Point localization data:
━━━━━━━━━━━━━━━━

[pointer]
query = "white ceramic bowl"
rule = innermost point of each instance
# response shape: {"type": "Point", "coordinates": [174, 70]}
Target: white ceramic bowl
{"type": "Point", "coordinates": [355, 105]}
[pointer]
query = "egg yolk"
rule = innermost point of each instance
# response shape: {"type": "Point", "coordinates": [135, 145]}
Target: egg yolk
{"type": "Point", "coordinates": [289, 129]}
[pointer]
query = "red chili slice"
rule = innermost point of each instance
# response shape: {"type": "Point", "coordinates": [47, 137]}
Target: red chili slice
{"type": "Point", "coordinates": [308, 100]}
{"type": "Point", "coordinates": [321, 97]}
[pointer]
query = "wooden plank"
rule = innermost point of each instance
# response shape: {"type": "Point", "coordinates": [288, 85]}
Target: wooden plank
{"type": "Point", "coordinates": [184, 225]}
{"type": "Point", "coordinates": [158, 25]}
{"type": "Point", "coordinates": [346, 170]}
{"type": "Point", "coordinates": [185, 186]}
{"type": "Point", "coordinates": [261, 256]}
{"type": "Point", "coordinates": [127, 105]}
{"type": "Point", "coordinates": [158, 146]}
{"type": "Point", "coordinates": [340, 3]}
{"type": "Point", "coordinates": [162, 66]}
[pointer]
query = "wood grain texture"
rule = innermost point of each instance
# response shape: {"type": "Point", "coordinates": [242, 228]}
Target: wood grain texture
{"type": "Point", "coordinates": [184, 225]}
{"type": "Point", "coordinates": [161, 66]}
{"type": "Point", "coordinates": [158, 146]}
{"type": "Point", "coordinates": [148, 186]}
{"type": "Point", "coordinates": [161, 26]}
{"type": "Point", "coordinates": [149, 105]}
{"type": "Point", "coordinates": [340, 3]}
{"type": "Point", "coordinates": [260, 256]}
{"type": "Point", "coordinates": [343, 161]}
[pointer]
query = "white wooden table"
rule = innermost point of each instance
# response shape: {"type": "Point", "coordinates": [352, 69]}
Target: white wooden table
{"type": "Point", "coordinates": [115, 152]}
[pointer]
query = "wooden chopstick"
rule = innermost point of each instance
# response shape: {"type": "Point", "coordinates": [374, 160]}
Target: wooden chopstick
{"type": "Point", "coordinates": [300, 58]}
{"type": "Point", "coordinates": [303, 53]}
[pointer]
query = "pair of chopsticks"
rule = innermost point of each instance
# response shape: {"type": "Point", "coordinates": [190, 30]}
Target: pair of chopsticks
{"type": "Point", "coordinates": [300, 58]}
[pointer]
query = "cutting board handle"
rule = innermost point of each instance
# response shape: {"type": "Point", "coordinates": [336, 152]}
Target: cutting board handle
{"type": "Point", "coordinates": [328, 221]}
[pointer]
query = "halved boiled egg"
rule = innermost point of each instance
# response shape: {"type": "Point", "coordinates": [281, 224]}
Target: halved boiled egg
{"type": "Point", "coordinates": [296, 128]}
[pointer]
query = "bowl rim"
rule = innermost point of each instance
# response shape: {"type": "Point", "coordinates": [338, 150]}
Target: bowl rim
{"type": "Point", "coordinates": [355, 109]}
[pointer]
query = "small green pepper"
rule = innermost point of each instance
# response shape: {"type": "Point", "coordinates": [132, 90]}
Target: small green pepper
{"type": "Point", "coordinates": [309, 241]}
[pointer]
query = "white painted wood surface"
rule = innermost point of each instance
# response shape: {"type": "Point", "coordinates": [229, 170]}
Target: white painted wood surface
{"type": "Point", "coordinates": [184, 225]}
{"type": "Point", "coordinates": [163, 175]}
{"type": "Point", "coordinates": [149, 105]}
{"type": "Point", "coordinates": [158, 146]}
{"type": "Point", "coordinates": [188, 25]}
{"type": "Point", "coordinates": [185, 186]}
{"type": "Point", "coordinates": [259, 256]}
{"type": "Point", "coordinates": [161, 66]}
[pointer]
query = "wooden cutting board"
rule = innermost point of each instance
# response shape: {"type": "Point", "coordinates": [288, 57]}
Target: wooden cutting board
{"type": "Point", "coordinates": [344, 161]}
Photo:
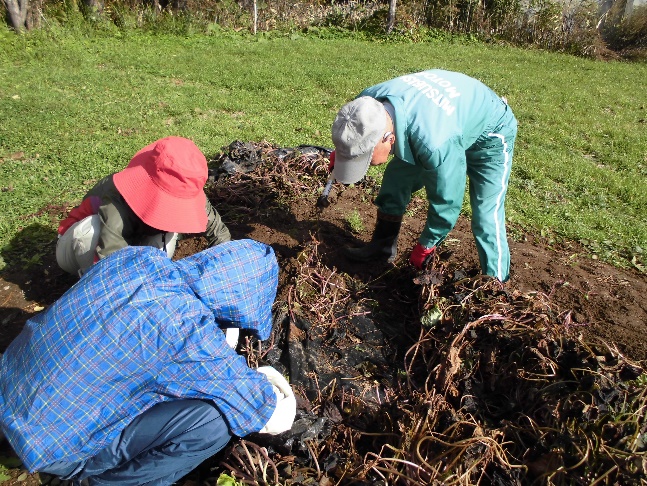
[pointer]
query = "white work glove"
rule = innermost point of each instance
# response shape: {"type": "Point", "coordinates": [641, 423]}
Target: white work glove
{"type": "Point", "coordinates": [231, 336]}
{"type": "Point", "coordinates": [286, 403]}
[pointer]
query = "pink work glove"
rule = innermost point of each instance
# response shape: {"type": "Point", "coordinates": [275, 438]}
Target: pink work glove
{"type": "Point", "coordinates": [420, 255]}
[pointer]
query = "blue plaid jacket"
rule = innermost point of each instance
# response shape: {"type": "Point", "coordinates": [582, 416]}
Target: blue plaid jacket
{"type": "Point", "coordinates": [138, 329]}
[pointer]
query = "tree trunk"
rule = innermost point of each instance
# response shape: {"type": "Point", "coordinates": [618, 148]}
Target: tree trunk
{"type": "Point", "coordinates": [17, 10]}
{"type": "Point", "coordinates": [391, 19]}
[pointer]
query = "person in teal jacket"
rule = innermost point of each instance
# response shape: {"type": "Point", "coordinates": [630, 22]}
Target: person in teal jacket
{"type": "Point", "coordinates": [440, 126]}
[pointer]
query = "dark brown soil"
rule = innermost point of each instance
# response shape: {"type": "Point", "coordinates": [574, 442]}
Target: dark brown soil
{"type": "Point", "coordinates": [604, 301]}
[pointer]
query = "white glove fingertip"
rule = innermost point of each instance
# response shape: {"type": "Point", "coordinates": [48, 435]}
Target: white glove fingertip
{"type": "Point", "coordinates": [231, 336]}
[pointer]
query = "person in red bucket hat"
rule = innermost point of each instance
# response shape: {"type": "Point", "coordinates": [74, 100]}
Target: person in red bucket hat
{"type": "Point", "coordinates": [157, 196]}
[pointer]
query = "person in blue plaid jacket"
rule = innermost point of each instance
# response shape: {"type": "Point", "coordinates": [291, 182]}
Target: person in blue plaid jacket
{"type": "Point", "coordinates": [128, 379]}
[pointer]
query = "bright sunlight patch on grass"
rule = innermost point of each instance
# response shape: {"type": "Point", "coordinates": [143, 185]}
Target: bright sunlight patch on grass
{"type": "Point", "coordinates": [75, 108]}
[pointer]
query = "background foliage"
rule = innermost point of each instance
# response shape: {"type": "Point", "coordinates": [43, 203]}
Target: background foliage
{"type": "Point", "coordinates": [595, 28]}
{"type": "Point", "coordinates": [78, 102]}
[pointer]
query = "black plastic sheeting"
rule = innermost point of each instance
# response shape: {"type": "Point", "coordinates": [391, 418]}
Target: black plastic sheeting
{"type": "Point", "coordinates": [245, 157]}
{"type": "Point", "coordinates": [348, 358]}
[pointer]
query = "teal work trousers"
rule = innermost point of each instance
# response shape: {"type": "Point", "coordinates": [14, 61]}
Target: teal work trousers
{"type": "Point", "coordinates": [487, 163]}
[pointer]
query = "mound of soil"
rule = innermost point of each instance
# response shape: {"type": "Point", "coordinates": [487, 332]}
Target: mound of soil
{"type": "Point", "coordinates": [369, 347]}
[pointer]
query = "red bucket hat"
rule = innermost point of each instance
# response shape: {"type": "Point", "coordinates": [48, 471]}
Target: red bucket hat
{"type": "Point", "coordinates": [163, 184]}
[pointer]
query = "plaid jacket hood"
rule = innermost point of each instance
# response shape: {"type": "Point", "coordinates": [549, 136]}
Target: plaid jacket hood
{"type": "Point", "coordinates": [138, 329]}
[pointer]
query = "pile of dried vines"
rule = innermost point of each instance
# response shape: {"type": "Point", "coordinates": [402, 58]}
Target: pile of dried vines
{"type": "Point", "coordinates": [498, 387]}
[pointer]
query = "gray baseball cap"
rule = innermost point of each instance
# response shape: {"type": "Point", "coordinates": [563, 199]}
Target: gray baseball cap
{"type": "Point", "coordinates": [357, 129]}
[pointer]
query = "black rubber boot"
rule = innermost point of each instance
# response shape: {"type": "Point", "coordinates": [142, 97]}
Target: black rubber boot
{"type": "Point", "coordinates": [384, 243]}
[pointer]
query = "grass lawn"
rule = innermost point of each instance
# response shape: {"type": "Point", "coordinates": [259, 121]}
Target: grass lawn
{"type": "Point", "coordinates": [76, 106]}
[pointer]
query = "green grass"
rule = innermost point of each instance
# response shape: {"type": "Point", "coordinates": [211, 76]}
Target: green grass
{"type": "Point", "coordinates": [76, 105]}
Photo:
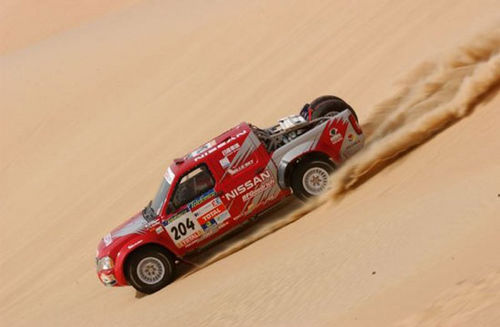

━━━━━━━━━━━━━━━━

Work instruction> Produce an exact copy of the lines from the line with "Target: grass lawn" through the last line of the data above, both ends included. No pictures belong in it.

Exercise response>
Target: grass lawn
{"type": "Point", "coordinates": [76, 106]}
[pointer]
query = "green grass"
rule = innermost point of each instance
# response shape: {"type": "Point", "coordinates": [211, 76]}
Target: green grass
{"type": "Point", "coordinates": [76, 105]}
Photo:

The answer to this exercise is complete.